**What to do**. Reproduce the items below word for word, starting at the line that contains "gray concrete wall." and ending at the line that contains "[0,556,241,672]", both of those lines included.
--- Start Input for this task ---
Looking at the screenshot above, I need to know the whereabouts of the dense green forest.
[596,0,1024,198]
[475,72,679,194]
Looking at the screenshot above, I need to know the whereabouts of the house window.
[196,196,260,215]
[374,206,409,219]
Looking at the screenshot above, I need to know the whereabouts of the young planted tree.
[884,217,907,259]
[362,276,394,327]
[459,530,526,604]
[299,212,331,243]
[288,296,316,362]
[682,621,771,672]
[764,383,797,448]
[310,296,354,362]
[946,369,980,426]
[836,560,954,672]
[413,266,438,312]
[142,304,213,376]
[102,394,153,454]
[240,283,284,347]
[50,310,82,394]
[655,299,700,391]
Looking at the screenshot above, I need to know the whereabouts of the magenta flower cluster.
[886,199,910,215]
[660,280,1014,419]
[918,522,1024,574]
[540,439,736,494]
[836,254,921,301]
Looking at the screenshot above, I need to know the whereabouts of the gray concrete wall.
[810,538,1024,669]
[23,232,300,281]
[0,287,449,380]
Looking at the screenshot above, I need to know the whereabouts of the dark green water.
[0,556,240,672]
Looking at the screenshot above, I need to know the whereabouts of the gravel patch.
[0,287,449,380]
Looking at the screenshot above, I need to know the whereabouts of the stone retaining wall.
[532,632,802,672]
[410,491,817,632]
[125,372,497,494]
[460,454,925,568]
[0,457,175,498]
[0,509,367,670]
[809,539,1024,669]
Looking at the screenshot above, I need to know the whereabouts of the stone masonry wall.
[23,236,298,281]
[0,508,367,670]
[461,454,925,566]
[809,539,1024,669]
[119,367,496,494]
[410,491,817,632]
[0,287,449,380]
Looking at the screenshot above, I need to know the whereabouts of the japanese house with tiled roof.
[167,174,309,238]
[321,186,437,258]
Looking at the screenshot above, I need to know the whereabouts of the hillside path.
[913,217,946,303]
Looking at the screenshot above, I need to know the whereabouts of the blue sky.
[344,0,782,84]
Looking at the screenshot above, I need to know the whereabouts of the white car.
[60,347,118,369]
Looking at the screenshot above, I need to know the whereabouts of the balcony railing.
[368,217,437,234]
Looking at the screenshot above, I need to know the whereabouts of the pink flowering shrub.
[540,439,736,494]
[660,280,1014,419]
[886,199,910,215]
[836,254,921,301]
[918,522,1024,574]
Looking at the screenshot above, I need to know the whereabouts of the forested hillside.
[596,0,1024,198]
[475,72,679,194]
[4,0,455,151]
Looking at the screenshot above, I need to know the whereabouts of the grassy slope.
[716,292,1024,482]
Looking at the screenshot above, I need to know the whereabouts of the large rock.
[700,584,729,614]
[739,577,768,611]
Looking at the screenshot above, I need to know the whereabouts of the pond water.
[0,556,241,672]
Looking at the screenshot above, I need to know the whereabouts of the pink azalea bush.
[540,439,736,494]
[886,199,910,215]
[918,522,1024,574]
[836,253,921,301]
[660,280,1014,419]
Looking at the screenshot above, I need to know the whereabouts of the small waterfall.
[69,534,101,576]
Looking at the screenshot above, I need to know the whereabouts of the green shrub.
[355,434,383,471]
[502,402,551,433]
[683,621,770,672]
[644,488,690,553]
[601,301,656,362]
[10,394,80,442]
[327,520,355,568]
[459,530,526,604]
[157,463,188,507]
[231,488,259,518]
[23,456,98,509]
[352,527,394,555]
--- End Input for this task ---
--- Start Input for this task ---
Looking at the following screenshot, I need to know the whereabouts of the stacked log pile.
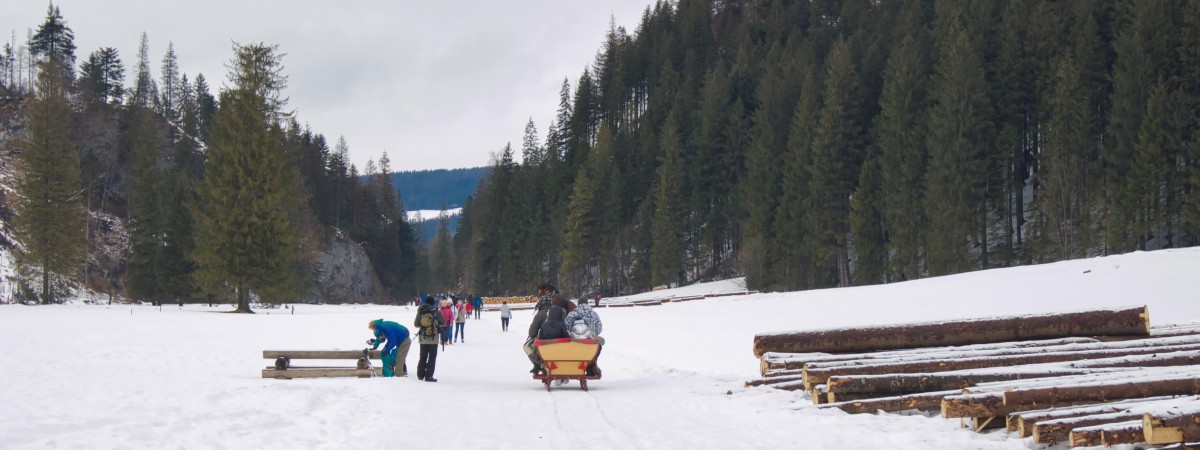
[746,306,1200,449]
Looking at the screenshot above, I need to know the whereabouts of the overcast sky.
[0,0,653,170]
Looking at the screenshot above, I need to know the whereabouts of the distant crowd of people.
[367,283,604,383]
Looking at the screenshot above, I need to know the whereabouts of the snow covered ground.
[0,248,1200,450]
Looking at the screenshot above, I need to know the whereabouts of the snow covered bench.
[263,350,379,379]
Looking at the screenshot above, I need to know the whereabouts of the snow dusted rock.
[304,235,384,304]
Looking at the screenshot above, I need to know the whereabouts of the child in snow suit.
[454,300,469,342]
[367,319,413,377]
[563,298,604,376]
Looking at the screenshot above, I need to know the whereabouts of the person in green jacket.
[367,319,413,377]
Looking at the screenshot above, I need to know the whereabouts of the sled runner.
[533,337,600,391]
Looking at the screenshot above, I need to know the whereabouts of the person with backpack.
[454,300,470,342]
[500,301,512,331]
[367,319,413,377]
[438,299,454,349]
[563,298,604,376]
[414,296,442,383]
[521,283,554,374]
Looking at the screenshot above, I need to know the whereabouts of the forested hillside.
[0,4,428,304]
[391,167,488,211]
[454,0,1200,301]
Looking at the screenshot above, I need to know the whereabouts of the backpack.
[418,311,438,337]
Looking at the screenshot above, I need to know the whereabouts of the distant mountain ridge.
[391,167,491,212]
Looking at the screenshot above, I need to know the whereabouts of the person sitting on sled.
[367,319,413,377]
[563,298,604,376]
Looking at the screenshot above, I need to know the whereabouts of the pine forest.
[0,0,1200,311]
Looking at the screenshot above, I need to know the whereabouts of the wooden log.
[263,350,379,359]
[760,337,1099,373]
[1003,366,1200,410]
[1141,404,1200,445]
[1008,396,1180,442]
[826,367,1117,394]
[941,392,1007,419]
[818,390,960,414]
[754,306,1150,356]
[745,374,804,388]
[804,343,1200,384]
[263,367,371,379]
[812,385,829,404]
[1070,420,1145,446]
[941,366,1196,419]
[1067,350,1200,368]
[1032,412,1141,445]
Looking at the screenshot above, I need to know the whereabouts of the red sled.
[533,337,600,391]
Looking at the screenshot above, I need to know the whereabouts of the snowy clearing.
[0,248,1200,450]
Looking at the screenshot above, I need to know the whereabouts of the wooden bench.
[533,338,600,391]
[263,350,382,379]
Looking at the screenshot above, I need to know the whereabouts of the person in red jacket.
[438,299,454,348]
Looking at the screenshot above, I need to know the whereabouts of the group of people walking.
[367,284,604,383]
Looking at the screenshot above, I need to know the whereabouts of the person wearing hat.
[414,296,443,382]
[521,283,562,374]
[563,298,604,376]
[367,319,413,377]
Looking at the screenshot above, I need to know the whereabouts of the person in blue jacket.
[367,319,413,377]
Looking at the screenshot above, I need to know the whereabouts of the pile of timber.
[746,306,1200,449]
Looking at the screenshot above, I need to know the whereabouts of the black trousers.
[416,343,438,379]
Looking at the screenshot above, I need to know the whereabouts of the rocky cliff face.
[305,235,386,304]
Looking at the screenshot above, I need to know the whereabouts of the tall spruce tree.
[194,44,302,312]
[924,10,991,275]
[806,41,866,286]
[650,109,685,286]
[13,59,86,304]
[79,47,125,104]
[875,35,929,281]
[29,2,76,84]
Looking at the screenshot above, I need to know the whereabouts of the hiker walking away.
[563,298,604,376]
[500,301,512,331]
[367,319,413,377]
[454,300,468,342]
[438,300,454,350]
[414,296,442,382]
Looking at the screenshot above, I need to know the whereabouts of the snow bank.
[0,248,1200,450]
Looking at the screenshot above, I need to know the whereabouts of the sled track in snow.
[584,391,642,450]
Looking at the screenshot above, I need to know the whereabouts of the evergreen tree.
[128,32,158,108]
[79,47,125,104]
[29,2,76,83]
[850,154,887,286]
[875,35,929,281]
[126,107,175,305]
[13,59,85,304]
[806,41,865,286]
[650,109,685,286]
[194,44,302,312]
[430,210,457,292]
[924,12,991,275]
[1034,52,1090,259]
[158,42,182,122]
--- End Input for this task ---
**Solved problem**.
Looking at the screenshot above, I need to know the whereabouts of the gray concrete wall.
[810,538,1024,669]
[23,232,300,281]
[0,287,449,380]
Looking at the screenshot above, I need to know the whereabouts of the dark green water.
[0,556,240,672]
Looking at the screenshot above, I need to know the whereabouts of the gravel patch.
[0,287,449,380]
Looking at the screenshot above, I need to know the whereabouts of the stone retaining wall.
[532,632,802,672]
[410,491,817,632]
[125,372,497,494]
[460,454,925,568]
[0,457,175,498]
[0,509,367,670]
[809,539,1024,669]
Looking at the screenshot above, I need to know the whereabouts of the stone masonry wall.
[23,236,298,281]
[0,508,367,670]
[461,454,925,566]
[809,539,1024,669]
[119,367,496,494]
[410,491,817,632]
[0,287,449,380]
Looking at the screenshot above, I need to know the whereabouts of the japanese house with tiled roof.
[167,174,309,238]
[321,186,437,258]
Looking at the screenshot above, I need to know the whereabouts of the hillside path.
[913,217,946,303]
Looking at the screenshot above, I need to know the whereabouts of the blue sky.
[344,0,782,84]
Looking at the screenshot above, I need to know the whereabouts of the white car.
[60,347,118,369]
Looking at the screenshot above, I need to know the whereabouts of the balcony railing.
[368,217,437,234]
Looking at the screenshot above, I need to know the whereabouts of the pink flowering shrub.
[540,439,736,494]
[660,280,1014,419]
[886,199,910,215]
[836,254,921,301]
[918,522,1024,574]
Looking at the screenshot above, I need to know the whereabouts of the forested hillside.
[596,0,1024,198]
[475,72,679,194]
[4,0,455,151]
Looking at the screenshot above, I need to know the whereabouts of the grassy slope.
[716,292,1024,482]
Looking at the screenshot above, I need to know the whereabouts of the large rock.
[700,584,729,614]
[739,577,768,611]
Looking at the screenshot above, I need to know the whereabouts of the pond water.
[0,556,241,672]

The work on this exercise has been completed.